Data shown:
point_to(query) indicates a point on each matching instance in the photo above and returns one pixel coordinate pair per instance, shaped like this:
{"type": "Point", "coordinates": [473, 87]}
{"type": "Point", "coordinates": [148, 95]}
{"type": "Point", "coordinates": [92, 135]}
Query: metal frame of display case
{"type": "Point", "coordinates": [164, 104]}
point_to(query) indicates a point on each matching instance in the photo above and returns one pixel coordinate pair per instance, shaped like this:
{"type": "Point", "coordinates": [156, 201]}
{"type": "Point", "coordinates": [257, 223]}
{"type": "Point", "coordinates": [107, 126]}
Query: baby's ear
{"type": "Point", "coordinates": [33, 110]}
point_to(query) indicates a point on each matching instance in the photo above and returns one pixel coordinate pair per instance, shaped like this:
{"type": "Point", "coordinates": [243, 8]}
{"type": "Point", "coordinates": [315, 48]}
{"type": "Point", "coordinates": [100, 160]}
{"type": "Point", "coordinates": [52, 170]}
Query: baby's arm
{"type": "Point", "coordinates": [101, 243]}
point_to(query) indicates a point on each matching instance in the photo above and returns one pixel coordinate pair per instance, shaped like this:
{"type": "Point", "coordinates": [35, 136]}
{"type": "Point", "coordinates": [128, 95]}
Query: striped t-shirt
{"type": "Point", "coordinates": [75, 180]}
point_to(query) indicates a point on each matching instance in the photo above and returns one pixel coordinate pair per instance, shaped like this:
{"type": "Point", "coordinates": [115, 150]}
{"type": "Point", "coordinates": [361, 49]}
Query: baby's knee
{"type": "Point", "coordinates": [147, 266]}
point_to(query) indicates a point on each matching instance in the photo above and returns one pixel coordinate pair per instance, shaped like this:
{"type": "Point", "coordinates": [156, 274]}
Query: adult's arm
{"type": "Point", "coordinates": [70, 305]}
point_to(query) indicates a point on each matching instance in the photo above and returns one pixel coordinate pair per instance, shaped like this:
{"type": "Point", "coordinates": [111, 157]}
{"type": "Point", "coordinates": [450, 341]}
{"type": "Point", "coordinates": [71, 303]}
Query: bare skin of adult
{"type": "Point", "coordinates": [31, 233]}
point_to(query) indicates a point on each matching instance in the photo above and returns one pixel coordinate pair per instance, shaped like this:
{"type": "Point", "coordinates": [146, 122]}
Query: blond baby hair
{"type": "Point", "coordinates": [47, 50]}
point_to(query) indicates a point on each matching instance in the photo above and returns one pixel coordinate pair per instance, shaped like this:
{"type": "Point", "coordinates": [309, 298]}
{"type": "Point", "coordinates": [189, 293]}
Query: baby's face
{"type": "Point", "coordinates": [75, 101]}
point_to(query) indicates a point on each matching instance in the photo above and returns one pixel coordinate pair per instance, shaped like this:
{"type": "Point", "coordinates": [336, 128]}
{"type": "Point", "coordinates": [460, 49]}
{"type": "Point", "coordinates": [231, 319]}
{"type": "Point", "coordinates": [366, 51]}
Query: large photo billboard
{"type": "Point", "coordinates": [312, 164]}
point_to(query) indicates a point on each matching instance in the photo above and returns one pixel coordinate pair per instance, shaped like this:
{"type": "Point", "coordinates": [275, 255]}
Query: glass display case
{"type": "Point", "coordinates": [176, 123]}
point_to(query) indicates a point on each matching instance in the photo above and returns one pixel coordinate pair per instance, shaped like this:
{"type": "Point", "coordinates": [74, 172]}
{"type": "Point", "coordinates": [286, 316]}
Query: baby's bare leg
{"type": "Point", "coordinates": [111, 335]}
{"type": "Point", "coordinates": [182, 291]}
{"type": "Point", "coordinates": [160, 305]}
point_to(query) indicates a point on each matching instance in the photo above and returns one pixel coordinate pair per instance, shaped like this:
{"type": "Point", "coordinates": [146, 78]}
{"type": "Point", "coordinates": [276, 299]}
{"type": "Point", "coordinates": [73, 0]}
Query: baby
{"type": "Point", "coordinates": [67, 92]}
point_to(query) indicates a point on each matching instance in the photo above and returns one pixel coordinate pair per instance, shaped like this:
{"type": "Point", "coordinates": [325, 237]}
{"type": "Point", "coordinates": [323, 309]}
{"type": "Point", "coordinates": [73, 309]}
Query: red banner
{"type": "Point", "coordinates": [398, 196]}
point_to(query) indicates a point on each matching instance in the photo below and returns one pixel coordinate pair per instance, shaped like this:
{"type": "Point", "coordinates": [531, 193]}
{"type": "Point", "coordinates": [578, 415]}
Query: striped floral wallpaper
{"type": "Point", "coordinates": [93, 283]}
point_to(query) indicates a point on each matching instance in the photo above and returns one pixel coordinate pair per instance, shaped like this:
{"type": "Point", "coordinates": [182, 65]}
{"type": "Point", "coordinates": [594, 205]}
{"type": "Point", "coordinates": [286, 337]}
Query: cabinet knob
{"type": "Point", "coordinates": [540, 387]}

Exercise brief: Take the lines above and retype all of them exactly.

Answer for this exercise:
point_to(query) indicates a point on each matching instance in the photo above and returns one pixel coordinate pair per instance, shaped like this:
{"type": "Point", "coordinates": [473, 87]}
{"type": "Point", "coordinates": [148, 95]}
{"type": "Point", "coordinates": [92, 135]}
Query: metal frame of display case
{"type": "Point", "coordinates": [164, 104]}
point_to(query) indicates a point on each matching instance in the photo above and returns one pixel coordinate pair per instance, shaped like this:
{"type": "Point", "coordinates": [156, 201]}
{"type": "Point", "coordinates": [257, 223]}
{"type": "Point", "coordinates": [107, 126]}
Query: baby's ear
{"type": "Point", "coordinates": [33, 110]}
point_to(query) indicates a point on each matching instance in the photo above and returns one pixel coordinate pair per instance, shaped like this:
{"type": "Point", "coordinates": [243, 8]}
{"type": "Point", "coordinates": [315, 48]}
{"type": "Point", "coordinates": [100, 160]}
{"type": "Point", "coordinates": [52, 170]}
Query: baby's arm
{"type": "Point", "coordinates": [101, 243]}
point_to(query) indicates a point on each matching instance in the photo above and returns one pixel coordinate pair per instance, shaped like this:
{"type": "Point", "coordinates": [35, 136]}
{"type": "Point", "coordinates": [128, 95]}
Query: striped t-shirt
{"type": "Point", "coordinates": [75, 180]}
point_to(query) indicates a point on each matching instance in the photo above and returns one pixel coordinate pair per instance, shaped like this:
{"type": "Point", "coordinates": [115, 150]}
{"type": "Point", "coordinates": [361, 49]}
Query: baby's knee
{"type": "Point", "coordinates": [147, 266]}
point_to(query) indicates a point on each matching instance in the photo above and returns one pixel coordinate pair per instance, shaped like this:
{"type": "Point", "coordinates": [156, 274]}
Query: adult's arm
{"type": "Point", "coordinates": [70, 305]}
point_to(query) indicates a point on each matching instance in the photo above and returns one pixel coordinate pair per instance, shaped like this:
{"type": "Point", "coordinates": [111, 157]}
{"type": "Point", "coordinates": [450, 341]}
{"type": "Point", "coordinates": [71, 303]}
Query: bare skin of adult
{"type": "Point", "coordinates": [31, 233]}
point_to(query) indicates a point on each matching instance in the photo above and returns one pixel coordinate pair per instance, shaped like this:
{"type": "Point", "coordinates": [146, 122]}
Query: blond baby hair
{"type": "Point", "coordinates": [47, 50]}
point_to(query) indicates a point on each matching instance in the photo above and returns one pixel coordinate pair per instance, shaped like this:
{"type": "Point", "coordinates": [309, 298]}
{"type": "Point", "coordinates": [189, 293]}
Query: baby's face
{"type": "Point", "coordinates": [75, 101]}
point_to(query) indicates a point on each matching instance in the photo above and returns one pixel coordinate pair per instance, shaped like this:
{"type": "Point", "coordinates": [336, 128]}
{"type": "Point", "coordinates": [460, 49]}
{"type": "Point", "coordinates": [231, 319]}
{"type": "Point", "coordinates": [366, 51]}
Query: large photo billboard
{"type": "Point", "coordinates": [312, 164]}
point_to(query) indicates a point on each matching instance in the photo above and returns one pixel coordinate pair per instance, shaped like this:
{"type": "Point", "coordinates": [275, 255]}
Query: glass display case
{"type": "Point", "coordinates": [176, 123]}
point_to(query) indicates a point on each matching instance in the photo above and returns one pixel coordinate pair per instance, shaped like this:
{"type": "Point", "coordinates": [74, 172]}
{"type": "Point", "coordinates": [286, 316]}
Query: baby's bare leg
{"type": "Point", "coordinates": [111, 335]}
{"type": "Point", "coordinates": [182, 291]}
{"type": "Point", "coordinates": [160, 305]}
point_to(query) indicates a point on each matching instance in the photo above and returns one pixel coordinate pair per instance, shaped like this:
{"type": "Point", "coordinates": [146, 78]}
{"type": "Point", "coordinates": [276, 299]}
{"type": "Point", "coordinates": [73, 0]}
Query: baby
{"type": "Point", "coordinates": [67, 92]}
point_to(query) indicates a point on each matching instance in the photo above and returns one pixel coordinate pair per instance, shaped like this:
{"type": "Point", "coordinates": [325, 237]}
{"type": "Point", "coordinates": [323, 309]}
{"type": "Point", "coordinates": [73, 309]}
Query: red banner
{"type": "Point", "coordinates": [398, 196]}
point_to(query) indicates a point on each matching instance in the photo below and returns one pixel coordinate pair per instance, shaped like this:
{"type": "Point", "coordinates": [531, 193]}
{"type": "Point", "coordinates": [578, 415]}
Query: striped floral wallpaper
{"type": "Point", "coordinates": [93, 283]}
point_to(query) indicates a point on each matching instance in the photo above and returns one pixel coordinate pair per instance, shaped like this:
{"type": "Point", "coordinates": [182, 65]}
{"type": "Point", "coordinates": [594, 205]}
{"type": "Point", "coordinates": [286, 337]}
Query: cabinet knob
{"type": "Point", "coordinates": [540, 387]}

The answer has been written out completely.